* **WORK TO BE COMPLETED**
Restate all of the data below word for word.

* **THE DATA**
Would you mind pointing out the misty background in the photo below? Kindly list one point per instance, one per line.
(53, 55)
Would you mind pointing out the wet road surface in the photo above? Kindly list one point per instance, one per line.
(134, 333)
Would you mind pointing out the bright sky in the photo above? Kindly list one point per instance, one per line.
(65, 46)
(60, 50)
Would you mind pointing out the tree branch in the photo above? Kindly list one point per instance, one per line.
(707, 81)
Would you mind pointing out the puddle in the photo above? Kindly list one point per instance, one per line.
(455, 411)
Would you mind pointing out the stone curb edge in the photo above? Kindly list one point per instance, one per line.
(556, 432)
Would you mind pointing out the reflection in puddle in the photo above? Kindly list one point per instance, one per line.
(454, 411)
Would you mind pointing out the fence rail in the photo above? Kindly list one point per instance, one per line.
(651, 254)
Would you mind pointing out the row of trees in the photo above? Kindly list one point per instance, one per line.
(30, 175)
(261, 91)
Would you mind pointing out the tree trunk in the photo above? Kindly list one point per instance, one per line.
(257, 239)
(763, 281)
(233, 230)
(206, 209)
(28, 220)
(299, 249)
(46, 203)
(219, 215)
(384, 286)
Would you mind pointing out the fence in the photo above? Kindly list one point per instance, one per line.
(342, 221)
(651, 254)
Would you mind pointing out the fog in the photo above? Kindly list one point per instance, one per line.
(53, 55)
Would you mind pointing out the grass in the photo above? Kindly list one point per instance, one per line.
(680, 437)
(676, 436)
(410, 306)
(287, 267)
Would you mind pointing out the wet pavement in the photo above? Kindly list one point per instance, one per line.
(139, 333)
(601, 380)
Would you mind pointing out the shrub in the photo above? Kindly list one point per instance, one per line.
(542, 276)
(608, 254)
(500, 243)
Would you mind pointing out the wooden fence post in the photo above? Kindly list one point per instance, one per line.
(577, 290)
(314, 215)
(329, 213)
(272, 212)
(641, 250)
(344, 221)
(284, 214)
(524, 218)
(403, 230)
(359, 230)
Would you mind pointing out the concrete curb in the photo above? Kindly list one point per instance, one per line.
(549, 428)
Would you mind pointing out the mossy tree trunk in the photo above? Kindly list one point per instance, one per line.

* **SOLUTION TO THIS EXERCISE**
Would you mind pointing out the misty background in the photo below? Kindly list one point per instance, one per line.
(53, 55)
Would you mind pointing out the wet road surface in the photo above? Kindly list one point per instance, one per line.
(134, 333)
Would you mind pointing out the bright sky in the photo above? Kindly list one point per instance, one per line.
(65, 46)
(60, 50)
Would you mind pointing out the tree branch in the photo above? Kindly list one point per instance, one per line.
(707, 81)
Would you mind pointing out the puddle in the photo above? Kindly list one point per instance, one per line.
(455, 411)
Would you mind pointing out the stone curb edge in the photo above? Kindly list one point per instance, one per line.
(556, 432)
Would you mind pointing out the reflection in puddle in the photo above? Kindly list one point per instance, one per line.
(454, 411)
Would you mind pointing out the fence rail in the photo above? Kindly list one point per instance, one per line.
(651, 254)
Would you mind pointing out the row of trees in the photo above? Kindly list one point per instance, one per line.
(30, 175)
(261, 91)
Would you mind pointing out the tree trunk in the photo above? Kindly list one point per instance, one per line.
(257, 239)
(763, 281)
(233, 230)
(206, 209)
(28, 220)
(299, 249)
(46, 203)
(219, 215)
(384, 286)
Would you mind pointing out the fence in the photo above? Kindly list one point per instance, one per line.
(342, 221)
(651, 254)
Would you mind pointing out the fog in the photo above? Kindly list one point per instance, one per line.
(53, 55)
Would you mind pointing out the grass in the photo above? Kindly list one point per instance, one per line.
(680, 437)
(676, 436)
(410, 306)
(287, 267)
Would you mind pointing out the wet pavement in the photo above? Kindly list one point per instance, one per line.
(139, 333)
(601, 380)
Would you mind pointing out the shrub in the photo above? Kindly list one point per instance, one per line.
(542, 276)
(608, 254)
(500, 243)
Would you mind pointing out the wooden fence post in the photo above? Kindly list one point per instance, one per line.
(577, 290)
(314, 215)
(329, 213)
(272, 212)
(641, 250)
(344, 221)
(284, 214)
(524, 218)
(403, 230)
(359, 230)
Would you mind pointing out the concrete curb in the photo above? Kindly list one point per instance, one per line.
(549, 428)
Would you mind pointing out the mossy tree trunk in the photo above? Kindly list one point per instance, one per line.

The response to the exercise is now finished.